**Written task A:**
According to the excerpt on haunt makeup, what role does Lance Foight have at Cell Block Z?
**Written task B:**
Repeat the part of the excerpt on haunt makeup between "His arsenal includes" and "to create patterns.", inclusive.

**Excerpted passage:**
###
When darkness enveloped the land, she would be ready to “entertain” people waiting in line for the haunts.
“I tell people I watched them sleep last night,” she said with glee. She also enjoys punctuating her scare by slamming down her staff — or roaming the park, hiding in the corn or blending in with the trees.
Next up was Lance Foight, 36, of Cedar Rapids, the lead zombie for Cell Block Z. His sheriff’s shirt already was splattered with blood. Now he was ready for his close-up in Edgett’s chair.
Edgett handed over a zombie bite 3D transfer he had painstakingly fashioned from a mold, and instructed Foight to hold it on his neck until it stuck on good and tight. After that, Edgett painted on several shades of blood red, then added spidery burst veins radiating up Foight’s neck and onto his face.
“I still use watercolors with a paint brush or makeup brushes, then go in for the fine detail to really make things pop,” Edgett said.
His arsenal includes water-based paint pots for brush work, alcohol-based liquid paint for airbrushing, prosthetic transfers, and various sizes and types of sponges for blending or stippling to create patterns.
###
**Record extracts:**
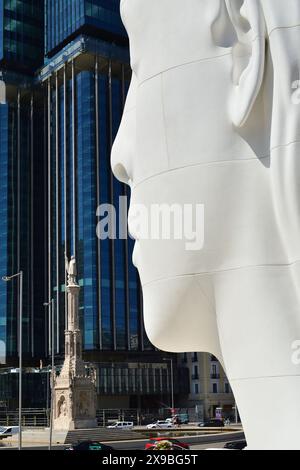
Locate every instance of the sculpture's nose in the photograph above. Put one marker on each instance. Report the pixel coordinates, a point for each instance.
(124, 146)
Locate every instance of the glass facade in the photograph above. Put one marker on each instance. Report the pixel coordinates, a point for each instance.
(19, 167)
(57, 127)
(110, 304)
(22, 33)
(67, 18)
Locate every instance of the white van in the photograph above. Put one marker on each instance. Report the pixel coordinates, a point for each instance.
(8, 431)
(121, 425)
###
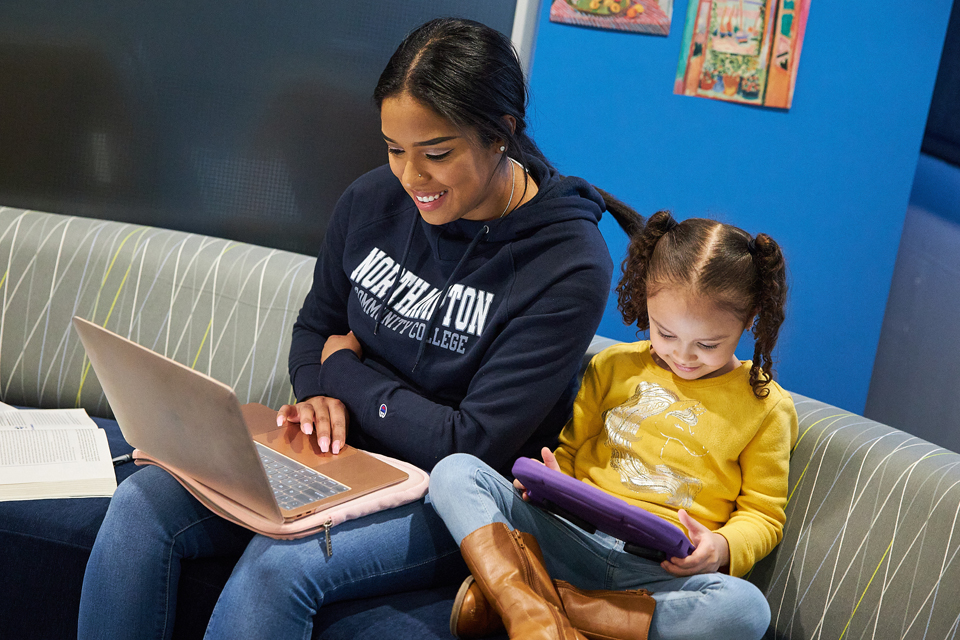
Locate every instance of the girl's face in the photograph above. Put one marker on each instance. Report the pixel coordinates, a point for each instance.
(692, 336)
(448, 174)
###
**Reply A:**
He is the lead zombie.

**Reply B:**
His arsenal includes water-based paint pots for brush work, alcohol-based liquid paint for airbrushing, prosthetic transfers, and various sizes and types of sponges for blending or stippling to create patterns.